**TASKS TO COMPLETE**.
(1) According to the text on EMDR therapy, who founded the approach?
(2) Decide whether each statement agrees with the text on EMDR therapy, and support each yes or no with the deciding words quoted from it: (a) EMDR relies on talking techniques; (b) EMDR has been found particularly effective for Post-Traumatic Stress Disorder; (c) full treatment involves a three-pronged process.

**TEXT**.
---

The Reprogramming Approach
Eye Movement Desensitization and Reprocessing, or EMDR, is a non-traditional style of therapy in the sense that it doesn’t rely on talking techniques or problem analysis. Instead, EMDR therapy helps clients manage the impact of traumatic events by attending to rapid, rhythmic eye movements as clients process trauma-related information. It’s standard practice to ask clients to follow visually follow hand movements while recalling a traumatic event. Afterwards, clients are assisted in reprocessing their experience by again linking thoughts and reactions with outside stimuli (usually music or tapping) but this time by accessing more adaptive information.
If you’ve survived a traumatic event, it’s not unusual to experience extreme stress reactions. In fact, these reactions are expected, you’re normal if you have them, given the shock and strain you’ve gone through. Recurrent thoughts about the event, a desire to avoid any reminder of what happened, physical reactions such as shaking and cold sweat, as well as emotional responses such as incessant crying or angry outbursts, are all part of coping with unusual and extreme situations.
EMDR therapy has been found to be particularly effective for Acute Stress Disorder and Post-Traumatic Stress Disorder (PTSD), both stress reactions after a traumatic experience.
How does it work?
Francine Shapiro, who founded this approach, grounds EMDR on the way information is processed in our brains. In particular, Shapiro found that when memories are stored, they’re linked with emotions, bodily reactions, sensations, and other memories. For the processing of an experience to be adaptive, these elements must be synchronised in a congruent way.
However, when traumatic events happen, some of the links get broken, and the processing of information becomes distorted. A war veteran, for example, may know that the war is over but still the bodily reactions persist, as the information linking was left incomplete. When this link is reprogrammed, healing can begin.
Full treatment involves a three-pronged process: 1. Past memories, 2.Present disturbance, 3. future actions. The goal of EMDR therapy is to completely process the experiences that are causing problems. Processing does not mean talking about the issue or experience, it means setting up a learning state that will allow negative, problematic experiences to be digested and stored more appropriately in your brain. This process can then guide you in positive ways in the future, leaving you with the emotions, understanding and attitudes that will allow healthy behaviours and interactions.
What issues does it treat?
As mentioned previously, EMDR has been found most helpful for people who have witnessed or experienced a traumatic event. What constitutes as traumatic differs from person to person, depending on their coping resources. Survivors of extreme situations like violence or natural disasters may experience post-event stress reactions. But some people may find the loss of a job or a break up with a partner as traumatic as well. EMDR therapy is a great alternative when clients find it difficult to talk about what happened to them.
But while EMDR therapy is known more for handling trauma reactions, it has also been found helpful for other conditions where the link between emotions and reactions need to be reprogrammed.
People whose memories need healing, such as adult children of abusive parents, can benefit from EMDR. Similarly, addictions like gambling or overeating are treated through EMDR by re-processing links between cravings and behaviour. Anxiety disorders and panic attacks have also been helped by EMDR therapy.

---

Items from a data source

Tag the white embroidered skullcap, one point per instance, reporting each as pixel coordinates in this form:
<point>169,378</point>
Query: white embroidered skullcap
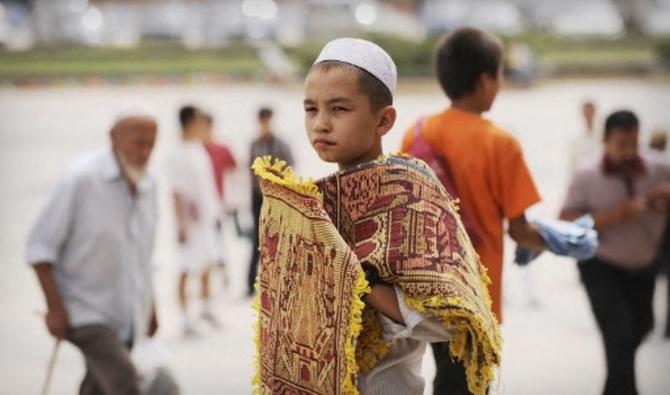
<point>364,54</point>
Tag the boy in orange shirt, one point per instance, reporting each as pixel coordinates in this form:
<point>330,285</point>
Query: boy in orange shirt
<point>485,163</point>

---

**COMPLETED EXERCISE**.
(1) Francine Shapiro

(2)
(a) No: "it doesn’t rely on talking techniques or problem analysis"
(b) Yes: "EMDR therapy has been found to be particularly effective for Acute Stress Disorder and Post-Traumatic Stress Disorder (PTSD)"
(c) Yes: "Full treatment involves a three-pronged process"